● **TASKS FOR THIS EXERCISE**:
1 – Answer these questions about the Achtung Berlin festival review:
(a) Where are the three unemployed construction workers offered jobs?
(b) Which actors play the farce?
(c) At which club did the six musicians hold their joint concert?
2 – Show every line of the records that contains the word "dirt".

● **SUPPLIED PASSAGE**:
════════════════════

Achtung Berlin opened with a light comedy that set the mood for the six-day festival. In Clemens Schörnborn’s Der letzte macht das Licht aus! (The Last One Turns Out the Light!) three unemployed construction workers in East Berlin are offered jobs in the far north of Norway. And since each has run out of possibilities of staying afloat with government welfare handouts, they sign up with others for language courses in Norwegian. Meanwhile, their families and girlfriends are not all that excited about leaving Berlin. The quips, jests, and pranks in this fast-paced farce are played with deadpan finesse by Jürgen Tarrach, Mario Irrek, and Wolfram Koch.

Another festival highlight was Uli M. Schueppel’s easy-flowing documentary Berlin Song. As Berliners know only too well, the opportunities for musicians to perform here are endless due to the open-door policies of several clubs and discos. So all Berlin-based Uli Schueppel had to do was to contact six of his musician friends in the lively Berlin Underground Songwriters Scene to tell their stories of what had brought them to Berlin from abroad (USA, Australia, England Norway, Holland, Indonesia). The upshot? They sketched their favorite Kreuzberg hangouts in interviews and “New Urban Folk” lyrics, then collaborated on a joint concert at the popular “West Germany” club as the documentary was being shot. One songwriter is fun-loving Indonesian Tommy Simatupang, whose “Transformation” performance was a star attraction at the all-night Achtung Berlin Festival Party. Berlin Song is more than just a documentary. It’s a hymn to Berlin.

════════════════════

● **GIVEN DATA**:

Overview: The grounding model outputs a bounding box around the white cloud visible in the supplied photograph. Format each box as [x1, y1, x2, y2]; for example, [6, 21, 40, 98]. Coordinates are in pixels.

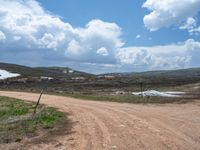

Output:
[179, 17, 200, 35]
[135, 34, 141, 39]
[0, 0, 124, 62]
[143, 0, 200, 31]
[117, 39, 200, 70]
[97, 47, 109, 56]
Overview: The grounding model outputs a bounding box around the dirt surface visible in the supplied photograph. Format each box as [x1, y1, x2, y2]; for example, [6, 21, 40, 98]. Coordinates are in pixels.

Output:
[0, 91, 200, 150]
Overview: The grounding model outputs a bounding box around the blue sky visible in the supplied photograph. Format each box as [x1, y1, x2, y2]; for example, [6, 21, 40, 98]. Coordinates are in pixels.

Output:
[0, 0, 200, 73]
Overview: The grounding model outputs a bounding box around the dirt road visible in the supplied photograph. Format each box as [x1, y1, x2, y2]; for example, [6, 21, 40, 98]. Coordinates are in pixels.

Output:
[0, 92, 200, 150]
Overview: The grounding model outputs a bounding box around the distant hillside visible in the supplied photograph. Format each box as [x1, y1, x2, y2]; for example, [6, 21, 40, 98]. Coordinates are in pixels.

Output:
[0, 63, 92, 78]
[104, 68, 200, 77]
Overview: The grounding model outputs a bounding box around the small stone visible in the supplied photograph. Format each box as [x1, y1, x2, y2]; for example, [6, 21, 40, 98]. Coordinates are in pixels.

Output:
[111, 145, 117, 149]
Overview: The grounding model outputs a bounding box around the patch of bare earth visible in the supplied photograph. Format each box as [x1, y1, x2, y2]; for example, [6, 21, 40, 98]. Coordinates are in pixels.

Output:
[0, 91, 200, 150]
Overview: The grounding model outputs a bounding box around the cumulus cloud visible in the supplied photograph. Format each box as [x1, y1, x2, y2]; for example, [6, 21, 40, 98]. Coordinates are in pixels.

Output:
[97, 47, 109, 56]
[179, 17, 200, 35]
[117, 39, 200, 70]
[135, 34, 141, 39]
[143, 0, 200, 31]
[0, 0, 124, 62]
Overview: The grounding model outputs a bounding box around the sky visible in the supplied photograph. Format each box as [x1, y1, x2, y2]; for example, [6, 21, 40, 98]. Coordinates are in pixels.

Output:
[0, 0, 200, 74]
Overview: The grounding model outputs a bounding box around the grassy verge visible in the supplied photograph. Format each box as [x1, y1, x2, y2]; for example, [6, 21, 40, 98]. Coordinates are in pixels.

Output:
[58, 93, 188, 104]
[0, 97, 67, 144]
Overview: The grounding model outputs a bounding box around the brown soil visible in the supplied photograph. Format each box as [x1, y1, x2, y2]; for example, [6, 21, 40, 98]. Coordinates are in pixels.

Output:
[0, 91, 200, 150]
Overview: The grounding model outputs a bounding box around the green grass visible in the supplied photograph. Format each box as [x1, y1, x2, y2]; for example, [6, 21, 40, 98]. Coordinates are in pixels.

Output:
[0, 97, 66, 144]
[58, 93, 188, 104]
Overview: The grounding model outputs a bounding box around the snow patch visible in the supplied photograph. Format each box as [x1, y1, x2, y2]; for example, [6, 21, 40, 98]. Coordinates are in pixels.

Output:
[132, 90, 185, 97]
[0, 69, 20, 80]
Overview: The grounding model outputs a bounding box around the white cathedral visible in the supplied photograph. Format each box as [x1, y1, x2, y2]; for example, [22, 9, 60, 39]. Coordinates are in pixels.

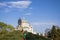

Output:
[15, 19, 33, 33]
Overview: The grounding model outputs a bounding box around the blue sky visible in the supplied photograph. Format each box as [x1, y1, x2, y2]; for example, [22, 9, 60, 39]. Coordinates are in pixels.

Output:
[0, 0, 60, 33]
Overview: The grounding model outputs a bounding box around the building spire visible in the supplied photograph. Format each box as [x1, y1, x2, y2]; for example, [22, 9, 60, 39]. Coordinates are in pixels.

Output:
[18, 18, 22, 25]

════════════════════

● **ANSWERS TO THE EXERCISES**:
1 –
(a) In the far north of Norway.
(b) Jürgen Tarrach, Mario Irrek, and Wolfram Koch.
(c) The "West Germany" club.

2 –
Overview: The grounding model outputs a bounding box around the dirt surface visible in the supplied photograph. Format each box as [x1, y1, x2, y2]; for example, [6, 21, 40, 98]. Coordinates are in pixels.
Overview: The grounding model outputs a bounding box around the dirt road visible in the supplied photograph. Format each box as [x1, y1, x2, y2]; for example, [6, 21, 40, 98]. Coordinates are in pixels.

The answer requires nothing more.